(Point annotations for photos)
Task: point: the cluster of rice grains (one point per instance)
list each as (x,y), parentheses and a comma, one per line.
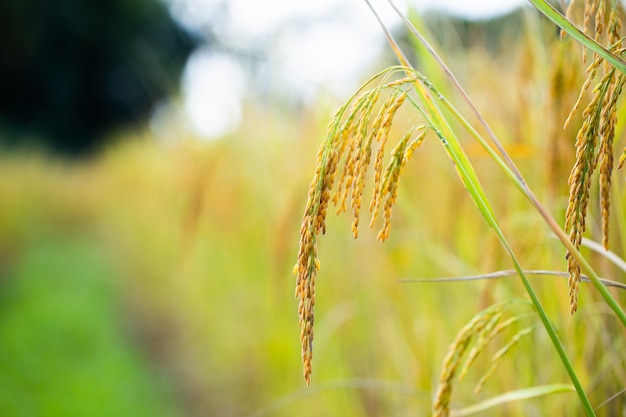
(356,126)
(594,141)
(480,331)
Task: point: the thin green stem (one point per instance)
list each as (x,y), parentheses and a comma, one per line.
(504,159)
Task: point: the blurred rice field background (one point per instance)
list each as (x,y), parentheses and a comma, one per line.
(156,279)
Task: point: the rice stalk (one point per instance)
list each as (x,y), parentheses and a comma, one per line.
(453,359)
(351,133)
(594,146)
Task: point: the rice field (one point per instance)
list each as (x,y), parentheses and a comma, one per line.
(156,278)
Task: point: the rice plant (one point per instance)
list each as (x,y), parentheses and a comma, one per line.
(361,127)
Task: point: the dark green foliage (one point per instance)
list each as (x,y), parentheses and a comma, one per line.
(72,71)
(62,347)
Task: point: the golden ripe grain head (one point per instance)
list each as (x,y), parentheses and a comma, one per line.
(351,134)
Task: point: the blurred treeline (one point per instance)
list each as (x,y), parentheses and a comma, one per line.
(155,280)
(73,72)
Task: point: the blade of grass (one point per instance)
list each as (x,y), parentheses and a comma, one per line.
(509,273)
(551,13)
(467,175)
(513,172)
(517,395)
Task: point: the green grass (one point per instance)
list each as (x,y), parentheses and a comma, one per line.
(65,348)
(157,279)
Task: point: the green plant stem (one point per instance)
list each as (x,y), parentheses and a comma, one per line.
(504,160)
(468,177)
(551,13)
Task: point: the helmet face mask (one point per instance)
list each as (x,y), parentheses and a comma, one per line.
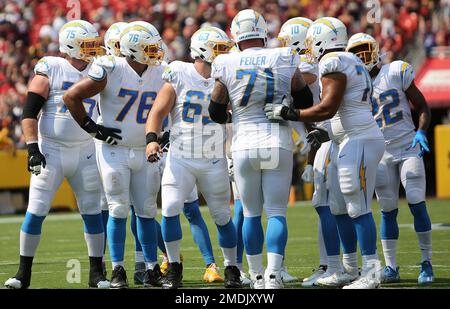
(366,48)
(142,43)
(80,40)
(208,43)
(112,38)
(293,33)
(249,24)
(326,33)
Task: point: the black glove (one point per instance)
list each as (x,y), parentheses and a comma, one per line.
(317,136)
(164,141)
(35,159)
(109,135)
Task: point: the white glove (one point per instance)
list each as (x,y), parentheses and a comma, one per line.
(273,111)
(306,147)
(308,174)
(230,169)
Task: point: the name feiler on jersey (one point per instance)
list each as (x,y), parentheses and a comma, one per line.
(56,122)
(255,77)
(354,116)
(127,98)
(193,134)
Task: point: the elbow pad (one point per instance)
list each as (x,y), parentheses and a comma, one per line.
(302,98)
(218,112)
(33,105)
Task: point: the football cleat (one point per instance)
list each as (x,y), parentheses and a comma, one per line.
(139,273)
(212,274)
(98,280)
(286,276)
(174,277)
(244,280)
(426,275)
(119,278)
(363,283)
(311,280)
(337,279)
(232,277)
(390,275)
(164,264)
(273,281)
(258,283)
(13,283)
(153,277)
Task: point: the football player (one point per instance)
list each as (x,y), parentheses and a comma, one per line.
(127,86)
(58,149)
(293,34)
(196,154)
(393,91)
(357,148)
(261,149)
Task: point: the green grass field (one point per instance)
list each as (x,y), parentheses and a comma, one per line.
(63,240)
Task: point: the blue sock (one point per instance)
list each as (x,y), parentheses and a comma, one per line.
(171,228)
(422,222)
(329,230)
(253,235)
(276,234)
(161,244)
(133,226)
(32,224)
(227,235)
(199,231)
(93,224)
(148,239)
(238,221)
(366,231)
(389,226)
(116,238)
(347,233)
(105,216)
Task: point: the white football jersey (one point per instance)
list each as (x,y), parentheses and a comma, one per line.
(312,68)
(255,77)
(354,116)
(390,106)
(127,98)
(193,134)
(56,122)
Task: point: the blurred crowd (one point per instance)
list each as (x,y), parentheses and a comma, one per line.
(29,31)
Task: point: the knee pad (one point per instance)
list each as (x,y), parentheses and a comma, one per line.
(91,179)
(148,211)
(221,215)
(348,180)
(113,182)
(45,181)
(276,211)
(119,211)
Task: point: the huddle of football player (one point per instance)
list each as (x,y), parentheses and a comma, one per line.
(122,126)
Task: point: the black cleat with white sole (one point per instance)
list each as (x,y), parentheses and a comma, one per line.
(119,278)
(232,278)
(174,276)
(153,277)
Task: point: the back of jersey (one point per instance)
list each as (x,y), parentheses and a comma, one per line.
(127,98)
(255,77)
(354,116)
(390,105)
(56,122)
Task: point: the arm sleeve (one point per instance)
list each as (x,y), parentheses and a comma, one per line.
(407,75)
(218,69)
(102,67)
(331,64)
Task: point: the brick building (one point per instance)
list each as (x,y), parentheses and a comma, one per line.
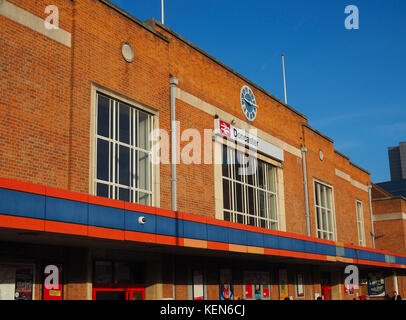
(82,191)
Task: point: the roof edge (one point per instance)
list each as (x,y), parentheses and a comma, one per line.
(134,19)
(179,37)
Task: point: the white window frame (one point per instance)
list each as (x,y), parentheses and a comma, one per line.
(318,210)
(153,125)
(270,223)
(360,222)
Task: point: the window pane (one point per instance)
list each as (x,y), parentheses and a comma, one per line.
(225,162)
(260,174)
(226,194)
(251,201)
(251,167)
(318,212)
(271,178)
(324,219)
(103,272)
(330,221)
(102,160)
(317,193)
(240,218)
(144,198)
(103,116)
(251,221)
(261,203)
(239,172)
(329,195)
(124,166)
(102,190)
(323,196)
(143,130)
(144,171)
(272,208)
(122,273)
(124,123)
(124,194)
(238,197)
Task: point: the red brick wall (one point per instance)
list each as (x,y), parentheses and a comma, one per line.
(45,119)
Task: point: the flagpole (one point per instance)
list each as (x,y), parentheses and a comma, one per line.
(284,78)
(162,12)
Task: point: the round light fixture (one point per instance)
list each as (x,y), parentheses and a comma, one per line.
(128,52)
(321,155)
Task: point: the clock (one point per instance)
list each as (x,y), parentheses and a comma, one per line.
(248,103)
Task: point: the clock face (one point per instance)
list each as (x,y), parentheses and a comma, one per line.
(248,103)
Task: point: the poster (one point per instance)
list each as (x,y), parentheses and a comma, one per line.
(283,284)
(23,283)
(53,284)
(299,286)
(198,291)
(257,285)
(226,285)
(376,285)
(7,282)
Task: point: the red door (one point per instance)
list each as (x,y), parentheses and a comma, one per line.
(118,293)
(326,292)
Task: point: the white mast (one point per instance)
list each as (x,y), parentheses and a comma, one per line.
(284,77)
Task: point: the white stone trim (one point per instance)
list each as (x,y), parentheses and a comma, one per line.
(348,178)
(33,22)
(225,116)
(390,216)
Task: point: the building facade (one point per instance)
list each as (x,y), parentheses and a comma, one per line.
(134,165)
(397,165)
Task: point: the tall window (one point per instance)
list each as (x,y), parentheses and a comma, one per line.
(249,190)
(123,152)
(324,211)
(360,224)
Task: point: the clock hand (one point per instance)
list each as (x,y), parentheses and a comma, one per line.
(249,102)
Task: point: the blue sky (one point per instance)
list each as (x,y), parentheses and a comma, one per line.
(351,84)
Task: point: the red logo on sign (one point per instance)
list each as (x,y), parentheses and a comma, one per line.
(225,128)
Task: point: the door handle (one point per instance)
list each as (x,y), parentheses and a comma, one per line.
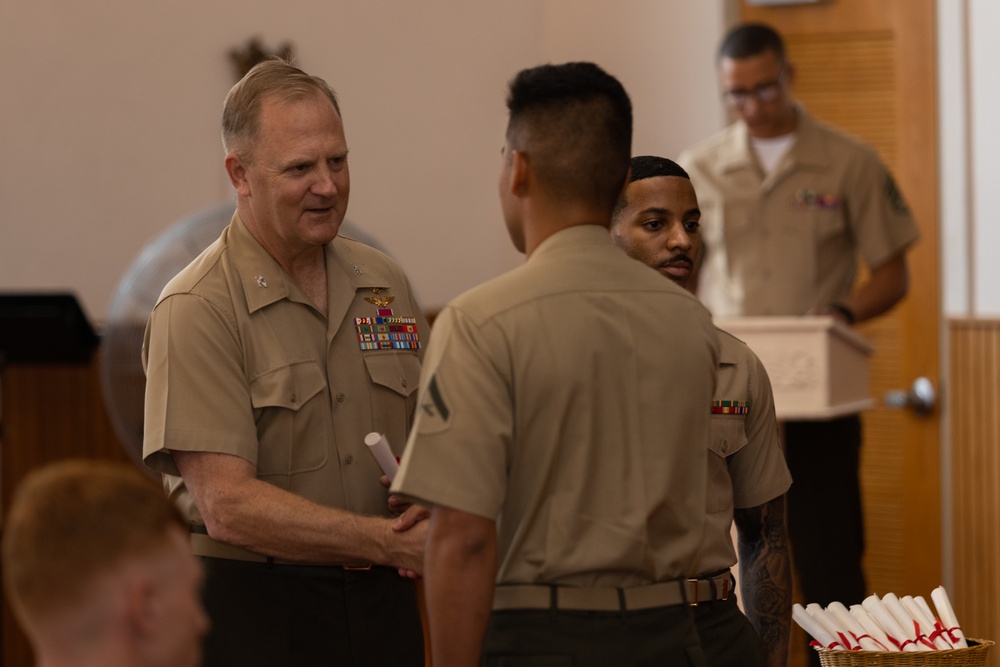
(920,398)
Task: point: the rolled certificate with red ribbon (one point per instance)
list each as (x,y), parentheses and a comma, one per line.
(379,447)
(830,624)
(924,623)
(947,617)
(843,617)
(871,627)
(899,637)
(911,629)
(812,627)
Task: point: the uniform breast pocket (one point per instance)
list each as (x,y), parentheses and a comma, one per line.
(825,223)
(727,436)
(395,379)
(293,419)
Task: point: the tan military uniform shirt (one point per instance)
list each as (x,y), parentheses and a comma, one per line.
(568,400)
(786,243)
(239,362)
(746,465)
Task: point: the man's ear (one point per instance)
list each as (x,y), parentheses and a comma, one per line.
(520,173)
(142,605)
(237,174)
(789,73)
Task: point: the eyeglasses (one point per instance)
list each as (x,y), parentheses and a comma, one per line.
(762,94)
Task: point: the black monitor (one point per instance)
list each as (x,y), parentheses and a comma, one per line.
(39,328)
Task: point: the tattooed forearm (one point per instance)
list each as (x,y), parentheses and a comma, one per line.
(765,575)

* _Goal_: Could you quote, exactly as they appear, the line containing "Task: point: the man's" and every line after it to the end of the records above?

* _The reply_:
Task: point: the man's ear (one point per instance)
list each as (x,y), parentheses and a comma, one per line.
(520,173)
(142,605)
(237,174)
(789,73)
Task: point: the eyeglasses (one point per instance)
list each as (x,y), parentheses and a comma, one per line.
(762,94)
Task: point: the black monitor (one point per instance)
list each as (x,y), parentheses and a comma, one per line.
(39,328)
Task: point: the tattooed forearm (one point per instance)
list each as (x,y), parentheses and a comma, one per line.
(765,575)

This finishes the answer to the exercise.